_Available data_:
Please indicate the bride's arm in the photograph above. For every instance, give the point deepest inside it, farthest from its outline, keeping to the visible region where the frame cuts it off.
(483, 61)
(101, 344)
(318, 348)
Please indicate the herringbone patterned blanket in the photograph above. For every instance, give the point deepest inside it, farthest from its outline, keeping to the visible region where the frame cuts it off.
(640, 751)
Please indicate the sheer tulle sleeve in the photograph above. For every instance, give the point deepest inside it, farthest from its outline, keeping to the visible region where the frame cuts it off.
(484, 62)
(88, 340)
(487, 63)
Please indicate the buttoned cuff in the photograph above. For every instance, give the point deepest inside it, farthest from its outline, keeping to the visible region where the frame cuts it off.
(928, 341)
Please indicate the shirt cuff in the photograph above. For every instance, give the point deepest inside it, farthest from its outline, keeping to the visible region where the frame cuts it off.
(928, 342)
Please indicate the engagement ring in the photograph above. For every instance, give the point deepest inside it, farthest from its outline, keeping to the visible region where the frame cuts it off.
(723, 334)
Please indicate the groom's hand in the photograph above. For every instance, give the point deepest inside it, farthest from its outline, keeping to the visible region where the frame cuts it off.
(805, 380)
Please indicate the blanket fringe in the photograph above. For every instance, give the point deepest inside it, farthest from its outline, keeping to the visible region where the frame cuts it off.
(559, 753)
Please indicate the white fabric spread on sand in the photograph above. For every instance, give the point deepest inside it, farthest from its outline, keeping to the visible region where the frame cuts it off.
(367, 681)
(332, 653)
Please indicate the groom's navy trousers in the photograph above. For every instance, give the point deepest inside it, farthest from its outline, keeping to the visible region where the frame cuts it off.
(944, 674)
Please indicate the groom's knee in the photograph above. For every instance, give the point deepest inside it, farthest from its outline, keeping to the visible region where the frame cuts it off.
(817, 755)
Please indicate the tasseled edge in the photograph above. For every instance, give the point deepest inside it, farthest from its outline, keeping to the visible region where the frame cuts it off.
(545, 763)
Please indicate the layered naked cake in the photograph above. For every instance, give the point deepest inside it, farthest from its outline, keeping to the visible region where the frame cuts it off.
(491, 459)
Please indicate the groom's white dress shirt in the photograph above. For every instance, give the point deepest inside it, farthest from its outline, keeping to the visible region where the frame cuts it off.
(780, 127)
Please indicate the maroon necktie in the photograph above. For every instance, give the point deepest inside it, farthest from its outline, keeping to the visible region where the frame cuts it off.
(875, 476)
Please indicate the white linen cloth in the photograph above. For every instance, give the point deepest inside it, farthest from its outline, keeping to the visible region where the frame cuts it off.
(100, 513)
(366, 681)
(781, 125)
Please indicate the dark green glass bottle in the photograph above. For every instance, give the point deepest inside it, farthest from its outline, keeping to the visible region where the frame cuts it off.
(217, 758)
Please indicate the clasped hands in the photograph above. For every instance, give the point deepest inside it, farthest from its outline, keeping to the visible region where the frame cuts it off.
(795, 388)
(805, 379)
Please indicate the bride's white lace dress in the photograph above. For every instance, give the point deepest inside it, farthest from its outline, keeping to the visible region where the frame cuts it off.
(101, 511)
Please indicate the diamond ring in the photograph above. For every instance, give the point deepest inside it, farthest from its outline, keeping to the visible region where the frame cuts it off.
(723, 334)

_Work to be completed_: Reproduce all of the entries above, switching "blanket" to "throw" wherever it occurs and leaving everything else unchanged.

_Expected answer_:
Please indicate the bride's arm in the photograph above. For every instance, give the point deepest inside it, farthest from its outline, keeping to the visible region where the frame cuts it off.
(483, 61)
(101, 344)
(318, 348)
Please indicate the herringbone patterned throw in the photograph above. For every instance, give the point deepest inside it, farthest from its outline, keeping to the visible region where the frame cuts it off.
(640, 751)
Please indicate the sheer tulle sleeve in the photograph above. For every instance, give the point deepest inside it, farthest from its outline, keeping to the visible region where the frame cuts it off.
(484, 62)
(88, 340)
(487, 63)
Please indicate the buttoned cuff in the photograph above. For every instance, give the point deepest inside it, farthest from its outline, keeping to the visible region where the frame cuts it off.
(928, 341)
Please indicate the shirt cuff in the photograph above. For every instance, give the point deepest inside it, farthest from its outline, keeping to the visible region where the frame cuts it off.
(928, 342)
Please indicate the engagement ring in the photograph above. For every instance, give the point deepest inside it, farthest from its outline, keeping to the visible region where the frame cuts it off.
(723, 334)
Please indicate the groom's hand in the photograph above. For every instance, give the point deepest inside it, farthest from its outline, keeping to the visible region where the frame cuts it off.
(805, 380)
Please indicate the throw fringe in the photograph above. For every instance, give the point deepest inside it, farthest from its outline, keeping to the visible region where the frame cuts it off.
(559, 753)
Please indicate the white fabric spread on sand in the photograph above. For every instance, give the point deepest inside it, farthest from its outline, keeping to the visible region where the frame cuts it off.
(367, 681)
(332, 653)
Please indicate the groom's navy trousers in the photograph above. For every instance, give the point deepest inside it, farthest from its outline, keeping to the visible region where the frame cuts it off.
(944, 674)
Please indicate the groom's knee in the photograph above. For every instance, give the point deepest inside it, farthest from its outline, keeping to the visible region where the frame cuts it off.
(817, 755)
Please indicate the tasseled edge in the photograph above. For every instance, give the point deepest inside it, farthest from its outline, keeping to the visible region where the frame cuts it off.
(545, 763)
Please indicate the layered naked cake in the photograph above. For every instance, give the point deepest inside it, farthest from its outline, keeping to the visible region where the frame cuts it off.
(491, 459)
Please indicate the groom's white dress shirt in the photograph above. For every instance, give the point deepest inside it, farthest from its outline, keeping to the visible region where the frame cuts it off.
(780, 127)
Please indicate the maroon necktie in the photograph above. For every instance, give the point deepest inside it, farthest from its outline, keeping to the visible region where the frame cuts it off.
(875, 476)
Please indicate the white linen cloth in the photograph above. For every instance, give the point deepest inside it, farthest from its outline, keeping to the visible region where the frame cuts it off.
(100, 513)
(366, 681)
(781, 125)
Please indicate the dark green glass bottle in the photograph above. For every instance, give the point deepest inside it, farthest from its outline, keeping to the visible region where the frame cuts it off.
(217, 758)
Please indicate the clasped hands in the photograph above. For every instance, give the point deepest inside it, farthest from its outline, keeping to the visible region where the frame cuts it off.
(795, 388)
(805, 379)
Please indicate the bride's white lace dress in the photograph above. For every instance, give the point deepest inside it, farthest from its outline, keeping to the visible region where the frame cuts it off.
(101, 511)
Please indicate the diamond ring in the photograph above. For every instance, give the point deepest inside it, farthest from its outline, keeping to the visible region where the frame cuts it off.
(723, 334)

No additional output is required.